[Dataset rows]
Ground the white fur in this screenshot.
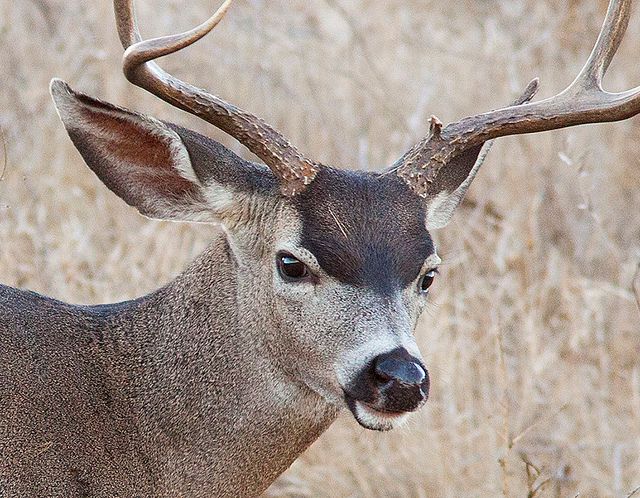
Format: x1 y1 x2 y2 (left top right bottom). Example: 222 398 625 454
425 142 493 230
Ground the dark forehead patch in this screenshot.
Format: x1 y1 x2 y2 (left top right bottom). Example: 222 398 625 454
295 168 434 293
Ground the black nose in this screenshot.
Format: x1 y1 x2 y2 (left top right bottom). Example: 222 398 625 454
376 355 427 386
373 348 429 411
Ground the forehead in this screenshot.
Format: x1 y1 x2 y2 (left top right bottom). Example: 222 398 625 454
295 168 435 293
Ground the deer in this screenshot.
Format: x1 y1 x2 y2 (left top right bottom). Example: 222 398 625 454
0 0 640 497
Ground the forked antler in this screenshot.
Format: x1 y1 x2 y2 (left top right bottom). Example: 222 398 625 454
114 0 318 195
393 0 640 197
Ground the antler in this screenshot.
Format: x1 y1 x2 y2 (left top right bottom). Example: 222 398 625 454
113 0 318 195
393 0 640 197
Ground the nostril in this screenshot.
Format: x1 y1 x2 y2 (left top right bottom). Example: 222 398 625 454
375 357 427 385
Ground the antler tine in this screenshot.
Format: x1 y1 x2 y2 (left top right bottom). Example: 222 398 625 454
393 0 640 197
114 0 318 195
571 0 631 89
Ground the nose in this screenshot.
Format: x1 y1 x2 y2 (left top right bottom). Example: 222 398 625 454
373 348 429 411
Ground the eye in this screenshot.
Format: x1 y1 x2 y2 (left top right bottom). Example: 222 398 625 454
418 270 438 294
276 252 311 282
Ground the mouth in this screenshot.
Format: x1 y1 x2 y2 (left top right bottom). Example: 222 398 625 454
345 393 412 432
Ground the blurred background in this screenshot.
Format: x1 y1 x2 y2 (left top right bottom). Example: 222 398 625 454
0 0 640 497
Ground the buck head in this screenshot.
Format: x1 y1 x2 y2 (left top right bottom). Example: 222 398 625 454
51 0 640 430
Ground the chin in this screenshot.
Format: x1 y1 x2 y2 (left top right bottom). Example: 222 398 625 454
347 399 412 432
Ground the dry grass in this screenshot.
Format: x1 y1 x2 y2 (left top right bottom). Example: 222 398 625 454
0 0 640 497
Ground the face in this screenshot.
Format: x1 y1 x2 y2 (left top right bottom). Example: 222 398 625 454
231 169 440 430
52 84 448 430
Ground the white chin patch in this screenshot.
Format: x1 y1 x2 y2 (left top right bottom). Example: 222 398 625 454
354 401 411 431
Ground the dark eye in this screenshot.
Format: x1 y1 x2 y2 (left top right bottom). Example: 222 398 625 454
418 270 438 294
277 252 310 282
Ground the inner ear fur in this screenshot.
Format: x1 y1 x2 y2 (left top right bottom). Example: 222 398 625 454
425 142 484 230
51 80 274 222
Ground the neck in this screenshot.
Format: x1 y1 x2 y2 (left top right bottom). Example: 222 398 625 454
97 231 336 496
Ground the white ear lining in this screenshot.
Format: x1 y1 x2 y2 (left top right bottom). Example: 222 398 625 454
425 140 493 230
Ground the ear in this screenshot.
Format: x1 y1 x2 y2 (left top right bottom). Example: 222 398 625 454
51 80 273 222
425 142 492 230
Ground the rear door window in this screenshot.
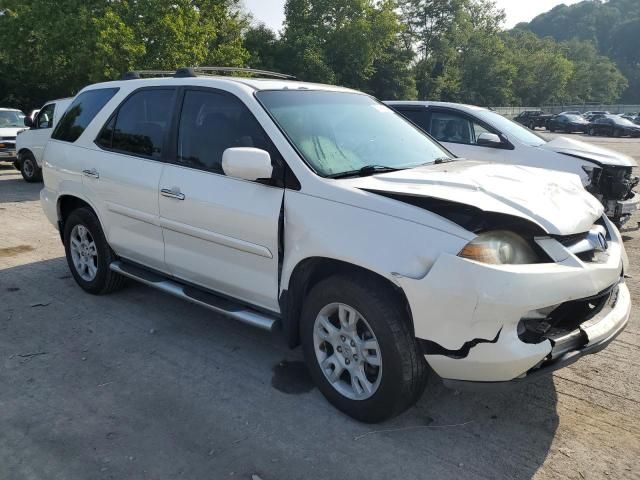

** Task directions **
Change "neck" to "throat" in the lines from the one with "Ground the inner ear fur in this screenshot." up to and including the one with "425 140 493 230", and give those lines again with nothing else altered.

** Exercise response **
Ground the inner ear fur in this screenshot.
Format: x1 y1 x2 y2 (left top right bottom). Example: 222 398 625 454
425 142 484 230
51 80 274 222
Ground the throat in this screenshot.
Format: x1 y1 x2 y2 (left top right bottom). Example: 222 398 625 454
97 231 336 496
Ground the white ear lining in this screenshot.
Format: x1 y1 x2 y2 (left top right bottom). Example: 222 398 625 454
425 140 493 230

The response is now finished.